> INSTRUCTIONS FOR THE TASK
Copy every line of the records that contains the word "positive". Case counts.

DATA PROVIDED below:

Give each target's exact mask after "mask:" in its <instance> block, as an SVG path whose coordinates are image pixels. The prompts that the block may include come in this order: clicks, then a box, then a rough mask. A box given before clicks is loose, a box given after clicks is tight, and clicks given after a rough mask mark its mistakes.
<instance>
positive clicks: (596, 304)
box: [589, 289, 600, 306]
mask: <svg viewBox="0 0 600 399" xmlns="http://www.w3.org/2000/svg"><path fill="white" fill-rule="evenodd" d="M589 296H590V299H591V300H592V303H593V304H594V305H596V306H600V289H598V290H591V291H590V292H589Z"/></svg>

End of DATA PROVIDED.
DATA PROVIDED below:

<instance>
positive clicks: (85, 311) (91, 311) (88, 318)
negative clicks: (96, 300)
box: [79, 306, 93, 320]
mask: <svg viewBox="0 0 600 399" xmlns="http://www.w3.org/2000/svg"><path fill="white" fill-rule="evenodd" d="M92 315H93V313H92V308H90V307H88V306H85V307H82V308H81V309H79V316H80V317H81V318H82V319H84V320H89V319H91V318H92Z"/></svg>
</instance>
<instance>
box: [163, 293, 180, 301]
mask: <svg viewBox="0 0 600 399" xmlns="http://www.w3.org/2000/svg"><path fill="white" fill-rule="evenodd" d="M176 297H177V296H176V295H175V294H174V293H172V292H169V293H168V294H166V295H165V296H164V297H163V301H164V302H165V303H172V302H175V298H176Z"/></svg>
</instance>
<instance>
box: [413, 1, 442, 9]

End of DATA PROVIDED.

> FINISHED EXERCISE
positive clicks: (596, 304)
positive clicks: (85, 311) (91, 311) (88, 318)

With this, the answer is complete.